PALM DESERT, CALIF. — The 21st-century renaissance of agriculture is underway, said A.G. Kawamura, former secretary of the California Department of Food and Agriculture, as he opened a panel discussion on seed cultivation, fruit breeding and genetics during the May 30 Sustainable Produce Summit.
“It truly is a cascade of knowledge and new technologies and a new way of looking at how we might solve some of the greatest challenges and solutions of our lifetime,” said Kawamura, who moderated the session.
Kawamura was joined by Sun World Chief Science Officer Jennifer Peterson and Cristiane Lourenco, global sustainability director for Bayer Vegetable Seeds.
Peterson shared how Sun World breeds new varieties for climate-smart farming, adding that breeding starts with the grower.
“The fewer inputs that you have to deliver exceptional quality and good yields in a way that people can maintain their businesses and be successful, [the better],” she said. “We’ve got to have varieties out there that people can be successful with for our growers, but also, of course, for everybody in the value chain and, of course, eventually the consumer.”
Peterson said climate-smart farming is a blanket term for the innovations and R&D needed to anticipate where farming is headed in the next 10 to 20 years.
“It takes 10-plus years to develop a variety,” she said. “So, our climate-smart breeding initiative is really around trying to understand the changes of climate and what that will look like in the 5-, 10-, 15- or 20-year time frames.”
Sun World also focuses on efficient water use and disease resistance, Peterson said, but it has to keep the consumer in mind and select varieties based on what the consumer wants.
“We’ve got to not overemphasize the grower traits and then not pay attention to the consumer,” she said.
Lourenco said Bayer also looks to productivity, disease resistance, water use and taste when breeding for the varieties of the future, adding that the company focuses on creating varieties with more efficient input and water use and climate resilience.
As Bayer develops those varieties, it uses data to predict and model what growing regions will look like 10 years in the future, Lourenco said.
“We are developing modeling tools and using data science to create the environment that these microregions will have in the next 10 to 20 years,” she said. “We can start to breed the plants already looking for that environment and then also simulate the new climates or the new water conditions that we have there.”
Peterson said perennial crop breeders also need to look at the longevity of the crops, and as much as possible, “develop varieties that are going to be durable and persist and be able to be successful over a long-time horizon.”
Kawamura asked the panelists to discuss how technology, such as gene editing, can help breeding programs.

ASSIGNMENT: Revise the section of the crop-breeding article that begins with the words "PALM DESERT, CALIF." and ends with "moderated the session.", changing "panel discussion" to "roundtable".

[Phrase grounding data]
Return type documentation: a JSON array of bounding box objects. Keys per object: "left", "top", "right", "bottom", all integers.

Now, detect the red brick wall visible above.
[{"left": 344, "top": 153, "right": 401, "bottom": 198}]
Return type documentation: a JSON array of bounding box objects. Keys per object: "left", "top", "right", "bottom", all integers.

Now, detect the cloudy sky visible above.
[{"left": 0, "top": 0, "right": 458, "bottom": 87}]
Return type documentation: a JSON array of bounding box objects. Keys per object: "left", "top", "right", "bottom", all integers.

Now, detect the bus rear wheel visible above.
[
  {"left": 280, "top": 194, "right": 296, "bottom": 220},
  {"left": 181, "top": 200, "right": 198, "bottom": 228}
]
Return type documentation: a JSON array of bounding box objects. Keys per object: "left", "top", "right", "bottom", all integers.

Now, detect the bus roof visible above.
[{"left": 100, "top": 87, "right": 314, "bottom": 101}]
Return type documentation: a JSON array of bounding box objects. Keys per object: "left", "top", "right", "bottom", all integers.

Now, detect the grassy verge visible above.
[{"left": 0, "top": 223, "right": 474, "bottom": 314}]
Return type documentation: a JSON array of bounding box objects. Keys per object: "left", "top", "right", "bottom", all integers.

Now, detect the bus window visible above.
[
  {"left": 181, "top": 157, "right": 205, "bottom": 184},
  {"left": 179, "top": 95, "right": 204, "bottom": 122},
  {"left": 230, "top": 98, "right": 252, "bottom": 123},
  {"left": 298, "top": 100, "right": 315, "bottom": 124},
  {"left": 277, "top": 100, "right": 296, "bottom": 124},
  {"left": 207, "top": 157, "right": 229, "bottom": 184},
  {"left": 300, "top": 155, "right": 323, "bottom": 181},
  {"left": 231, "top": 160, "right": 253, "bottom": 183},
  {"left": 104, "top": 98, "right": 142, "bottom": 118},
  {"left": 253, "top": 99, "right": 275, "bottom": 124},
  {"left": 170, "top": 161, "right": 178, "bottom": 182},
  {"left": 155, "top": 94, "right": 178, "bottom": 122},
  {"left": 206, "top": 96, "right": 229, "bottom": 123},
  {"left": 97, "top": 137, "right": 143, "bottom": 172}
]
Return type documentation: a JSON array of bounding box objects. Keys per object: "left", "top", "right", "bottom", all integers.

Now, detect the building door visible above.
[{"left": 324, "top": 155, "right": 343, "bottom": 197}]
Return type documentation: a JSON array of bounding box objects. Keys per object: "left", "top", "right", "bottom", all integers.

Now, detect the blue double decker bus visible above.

RESULT FOR THIS EXERCISE:
PALM DESERT, CALIF. — The 21st-century renaissance of agriculture is underway, said A.G. Kawamura, former secretary of the California Department of Food and Agriculture, as he opened a roundtable on seed cultivation, fruit breeding and genetics during the May 30 Sustainable Produce Summit.
“It truly is a cascade of knowledge and new technologies and a new way of looking at how we might solve some of the greatest challenges and solutions of our lifetime,” said Kawamura, who moderated the session.